[Aim]
Answer these questions from the text on neuron coverage.
(a) According to Harel-Canada et al., in which criteria do test sets generated by increasing NC fail?
(b) In the two-channel convolutional layer example, how many "neurons" would LWC require to be covered, and how many would DeepXplore consider?
(c) What did Abrecht et al. [AAG+20] show about trained and untrained networks?

[BEGIN Text section]

However, there are also several works expressing criticism of NC as a validation technique [DZW+19, HCWG+20, AAG+20]. While in [DZW+19], it is shown that there is limited to no correlation between robustness and coverage, Harel-Canada et al. [HCWG+20] show that test sets generated by increasing NC, as defined in [PCYJ19, TPJR18], fail in specific criteria such as defect detection, naturalness, and output impartiality. Abrecht et al. [AAG+20] showed that there was a discrepancy in the way how neurons in different layers were evaluated in earlier works due to differing definitions of what constitutes a neuron in a DNN. Furthermore, they show that evaluating NC at a more granular level provides more insight than just looking at coverage over the entire network. However, they also show that even this granular coverage is still easy to achieve with simple augmentation techniques performing better than test data generation methods like DeepXplore [PCYJ19].

Abrecht et al. [AGG+21] presented an overview of testing methods of computer vision DNNs in the context of automated driving. This includes a discussion of different types of adequacy criteria for testing and concretely of structural coverage for neural networks as one form of an adequacy criterion that supports testing.

In this chapter, we follow the definitions of layer-wise coverage (LWC) [AAG+20] to determine NC and adjust it for pairwise coverage (PWC). While the fundamental definition, i.e., a neuron or a unit is considered as covered as long as there is at least one sample \(\mathbf {x}_i\) in the test set \(\mathcal {X}\) such that the unit produces a non-zero output, remains unchanged across definitions, the precise meaning of what constitutes a unit differs. Compared to other metrics, e.g., DeepXplore [PCYJ19], LWC provides a more fine granular resolution of coverage, especially concerning convolutional layers. While one could treat each channel of the convolutional layer as a single unit with respect to coverage, LWC demands that each instance of the use of the filter is counted as an individual unit to be covered. In terms of an example, if a two-channel convolutional layer results in an output of \(3\times 3 \times 2\) real numbers, where the first two numbers are due to the size of the input image, LWC would require to cover each of the 18 resulting “neurons” while DeepXplore would consider only two “neurons”, one for each channel.

3 Granularity and Novelty

Several works [SHK+19, AAG+20] have shown that achieving high NC is trivial with only a few randomly selected in-domain non-adversarial images. Abrecht et al. [AAG+20] have further shown that trained and untrained networks show similar NC behavior for a given test dataset. Intuitively, one would expect that, first, a metric used to investigate the safety of a DNN in terms of finding new input samples should not be easily satisfiable and, second, that the metric should depend on the “quality” of the input. Typically, a DNN is trained to solve a specific problem that only covers a very small subset of all possible inputs, e.g., classifying an image as either showing a cat or dog could be contrasted by completely unfitting inputs such as the figures in this chapter. Following the analogy of code coverage, this would be the difference between expected and fully random (and mostly unfitting) inputs, where for the latter, one would expect nonsensical outputs or error messages. Especially for neural networks, this second point is of relevance as they are typically used in cases where a distinction between reasonable and unreasonable input can be made only by human experts or DNNs but not via “conventional” algorithms. This makes an extension of the input coverage to novel examples challenging, as “errors” discovered on erroneous inputs might lead to questionable insights into the DNNs trustworthiness or reliability.

[END Text section]
[BEGIN Information supplied]

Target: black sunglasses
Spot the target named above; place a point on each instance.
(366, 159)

[END Information supplied]

[Final answer]
(a) Defect detection, naturalness, and output impartiality.
(b) LWC would require 18, and DeepXplore would consider only two, one for each channel.
(c) They show similar NC behavior for a given test dataset.